Excerpted records:
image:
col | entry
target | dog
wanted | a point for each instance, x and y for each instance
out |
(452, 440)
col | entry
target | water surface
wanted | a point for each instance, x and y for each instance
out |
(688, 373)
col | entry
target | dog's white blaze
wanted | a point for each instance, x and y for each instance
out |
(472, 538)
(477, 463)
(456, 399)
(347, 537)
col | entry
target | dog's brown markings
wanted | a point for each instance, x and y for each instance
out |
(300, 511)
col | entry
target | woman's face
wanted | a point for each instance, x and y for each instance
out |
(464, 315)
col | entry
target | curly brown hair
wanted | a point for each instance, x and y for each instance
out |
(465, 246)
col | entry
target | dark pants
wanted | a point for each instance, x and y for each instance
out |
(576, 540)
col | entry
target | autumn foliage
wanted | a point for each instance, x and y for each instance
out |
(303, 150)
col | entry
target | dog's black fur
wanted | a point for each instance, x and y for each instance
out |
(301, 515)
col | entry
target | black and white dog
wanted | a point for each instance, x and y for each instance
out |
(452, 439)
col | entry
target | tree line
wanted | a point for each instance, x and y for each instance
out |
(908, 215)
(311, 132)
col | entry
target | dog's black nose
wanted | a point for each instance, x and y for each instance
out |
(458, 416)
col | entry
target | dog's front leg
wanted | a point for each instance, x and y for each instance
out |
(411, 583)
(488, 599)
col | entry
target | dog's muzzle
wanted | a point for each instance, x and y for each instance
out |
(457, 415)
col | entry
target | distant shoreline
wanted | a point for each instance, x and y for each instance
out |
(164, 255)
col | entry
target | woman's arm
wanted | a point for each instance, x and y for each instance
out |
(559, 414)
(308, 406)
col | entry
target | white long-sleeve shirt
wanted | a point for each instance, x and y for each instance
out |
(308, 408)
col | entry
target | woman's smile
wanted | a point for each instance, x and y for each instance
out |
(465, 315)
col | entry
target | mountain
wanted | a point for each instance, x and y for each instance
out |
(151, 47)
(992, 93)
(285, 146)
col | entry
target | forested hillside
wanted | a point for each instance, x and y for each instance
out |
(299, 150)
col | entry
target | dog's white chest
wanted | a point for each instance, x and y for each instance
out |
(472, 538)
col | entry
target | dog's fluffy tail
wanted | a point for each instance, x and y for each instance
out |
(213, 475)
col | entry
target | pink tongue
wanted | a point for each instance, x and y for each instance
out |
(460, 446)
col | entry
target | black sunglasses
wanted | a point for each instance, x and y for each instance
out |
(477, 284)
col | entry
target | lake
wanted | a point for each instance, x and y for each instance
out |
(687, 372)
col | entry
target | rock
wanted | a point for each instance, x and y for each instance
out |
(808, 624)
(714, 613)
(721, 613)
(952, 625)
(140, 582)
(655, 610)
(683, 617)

What is being asked:
Nothing in the listing above may be altered; transcribe all of it.

Solution:
image:
col | entry
target | dog
wanted | a point for each instance, x and y for each instance
out |
(452, 440)
col | entry
target | water surface
wanted | a point for each instance, x and y for each instance
out |
(688, 373)
col | entry
target | dog's white blaze
wanted | a point for each instance, x and y for each instance
out |
(472, 538)
(477, 463)
(456, 399)
(347, 537)
col | entry
target | dog's brown markings
wanted | a point for each instance, x and y for each instance
out |
(300, 511)
col | entry
target | woman's face
wanted | a point for each instance, x and y for each instance
out |
(464, 315)
col | entry
target | curly brown hair
wanted | a point for each instance, x and y for each instance
out |
(465, 246)
col | entry
target | dark pants
wanted | a point for each instance, x and y for each instance
out |
(576, 540)
col | entry
target | autumn foliage
wanted | a point for each instance, x and y for each instance
out |
(303, 150)
col | entry
target | dog's black fur
wanted | a point for each instance, x and y for each instance
out |
(301, 515)
col | entry
target | black and white dog
wanted | a point for each instance, x and y for each instance
out |
(452, 439)
col | entry
target | tree line
wanted | a point for each instance, x and y for each instance
out |
(908, 215)
(311, 132)
col | entry
target | dog's black nose
wanted | a point for each instance, x and y for each instance
out |
(458, 416)
col | entry
target | dog's front leg
wanted | a point for each instance, x and y for each instance
out |
(411, 583)
(488, 599)
col | entry
target | dog's muzzle
wanted | a point for each instance, x and y for each instance
out |
(457, 415)
col | entry
target | distant shoreline
wanted | a point for each instance, x and y for each instance
out |
(164, 255)
col | entry
target | woman's arm
wanted | a point for each instance, x and y for each instance
out |
(559, 414)
(308, 406)
col | entry
target | white long-sleeve shirt
wanted | a point for each instance, x and y for each instance
out |
(308, 408)
col | entry
target | woman's smile
wanted | a point for each instance, x and y for each instance
out |
(465, 315)
col | entry
target | mountain
wanted | a point for each instance, x and y for each instance
out |
(151, 47)
(992, 93)
(285, 146)
col | entry
target | forested hillside
wanted | a point for each instance, x and y for each instance
out |
(299, 150)
col | entry
target | dog's white chest
wanted | a point for each instance, x and y for each instance
out |
(472, 538)
col | entry
target | dog's fluffy tail
wanted | a point for each instance, x and y for each instance
out |
(213, 475)
col | entry
target | pink tongue
wanted | a point for each instance, x and y for each instance
out |
(460, 446)
col | entry
target | black sunglasses
wanted | a point for each instance, x and y for each instance
out |
(477, 284)
col | entry
target | lake
wanted | a point for each instance, x and y for each instance
out |
(687, 372)
col | entry
target | rock
wanted | a point for each instance, x and y for each instance
out |
(808, 624)
(714, 613)
(721, 613)
(952, 625)
(140, 582)
(655, 610)
(683, 617)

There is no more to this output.